-- START Material for this exercise --

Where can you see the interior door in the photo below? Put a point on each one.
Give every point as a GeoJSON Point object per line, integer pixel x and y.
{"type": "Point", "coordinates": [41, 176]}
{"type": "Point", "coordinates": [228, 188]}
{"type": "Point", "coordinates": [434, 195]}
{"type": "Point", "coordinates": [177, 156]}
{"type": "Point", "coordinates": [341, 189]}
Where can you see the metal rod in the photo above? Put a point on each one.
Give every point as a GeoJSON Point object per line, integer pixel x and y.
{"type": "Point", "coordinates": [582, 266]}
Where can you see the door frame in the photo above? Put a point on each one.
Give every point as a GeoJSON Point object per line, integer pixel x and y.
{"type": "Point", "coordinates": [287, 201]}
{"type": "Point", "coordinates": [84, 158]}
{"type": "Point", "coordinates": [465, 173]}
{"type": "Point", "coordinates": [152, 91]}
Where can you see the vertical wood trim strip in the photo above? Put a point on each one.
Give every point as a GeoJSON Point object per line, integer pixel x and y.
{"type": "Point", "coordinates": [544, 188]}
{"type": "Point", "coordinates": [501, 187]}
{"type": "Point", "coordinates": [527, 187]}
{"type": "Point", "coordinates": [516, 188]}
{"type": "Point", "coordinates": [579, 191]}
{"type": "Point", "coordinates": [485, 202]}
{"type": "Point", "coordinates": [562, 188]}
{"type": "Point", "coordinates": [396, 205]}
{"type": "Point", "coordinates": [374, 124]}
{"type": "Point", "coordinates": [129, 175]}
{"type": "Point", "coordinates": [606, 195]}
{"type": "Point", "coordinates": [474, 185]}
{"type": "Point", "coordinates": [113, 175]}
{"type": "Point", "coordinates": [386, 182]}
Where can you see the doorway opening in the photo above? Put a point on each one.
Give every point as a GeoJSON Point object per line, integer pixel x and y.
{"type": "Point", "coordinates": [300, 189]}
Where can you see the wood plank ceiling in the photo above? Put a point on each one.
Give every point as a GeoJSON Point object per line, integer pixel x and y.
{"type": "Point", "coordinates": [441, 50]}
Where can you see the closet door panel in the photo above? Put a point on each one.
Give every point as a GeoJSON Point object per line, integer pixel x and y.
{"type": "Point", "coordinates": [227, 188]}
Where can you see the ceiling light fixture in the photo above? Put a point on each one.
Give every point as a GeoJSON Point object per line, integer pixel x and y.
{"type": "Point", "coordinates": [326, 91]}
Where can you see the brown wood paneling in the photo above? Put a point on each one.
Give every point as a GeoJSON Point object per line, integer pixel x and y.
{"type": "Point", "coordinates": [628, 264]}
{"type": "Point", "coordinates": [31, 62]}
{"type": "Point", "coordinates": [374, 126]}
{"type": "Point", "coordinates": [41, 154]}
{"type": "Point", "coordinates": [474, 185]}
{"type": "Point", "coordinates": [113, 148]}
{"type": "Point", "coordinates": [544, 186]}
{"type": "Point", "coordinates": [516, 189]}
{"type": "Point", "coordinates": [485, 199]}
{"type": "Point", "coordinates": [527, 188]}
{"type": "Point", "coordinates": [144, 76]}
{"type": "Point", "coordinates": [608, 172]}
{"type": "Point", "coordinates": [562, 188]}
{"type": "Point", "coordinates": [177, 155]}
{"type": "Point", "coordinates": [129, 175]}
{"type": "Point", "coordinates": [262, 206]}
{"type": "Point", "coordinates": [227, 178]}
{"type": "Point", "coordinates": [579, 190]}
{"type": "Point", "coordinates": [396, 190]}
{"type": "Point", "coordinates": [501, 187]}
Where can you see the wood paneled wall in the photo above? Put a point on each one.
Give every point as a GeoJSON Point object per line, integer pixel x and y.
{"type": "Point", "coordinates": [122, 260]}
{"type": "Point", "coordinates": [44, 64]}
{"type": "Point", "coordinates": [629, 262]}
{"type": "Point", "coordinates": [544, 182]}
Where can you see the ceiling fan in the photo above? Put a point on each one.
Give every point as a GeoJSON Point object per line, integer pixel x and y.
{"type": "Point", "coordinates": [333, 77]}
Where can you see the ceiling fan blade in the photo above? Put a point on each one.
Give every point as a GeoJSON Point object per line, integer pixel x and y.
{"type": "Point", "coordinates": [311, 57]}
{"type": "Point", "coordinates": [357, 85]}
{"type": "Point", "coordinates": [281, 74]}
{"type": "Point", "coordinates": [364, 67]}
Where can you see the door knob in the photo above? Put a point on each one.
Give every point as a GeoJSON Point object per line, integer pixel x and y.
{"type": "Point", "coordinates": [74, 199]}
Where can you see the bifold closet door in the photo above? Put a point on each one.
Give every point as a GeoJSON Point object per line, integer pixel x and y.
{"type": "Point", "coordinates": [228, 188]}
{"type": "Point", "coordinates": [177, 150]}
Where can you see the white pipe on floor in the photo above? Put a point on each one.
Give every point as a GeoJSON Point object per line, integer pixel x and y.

-- END Material for this exercise --

Copy out the lines from the one with "Where can you see the white" to the end of the records, with no changes.

Where can you see the white pipe on floor in the photo above? Put a point on each one.
Give every point as a GeoJSON Point object per line, integer pixel x and y.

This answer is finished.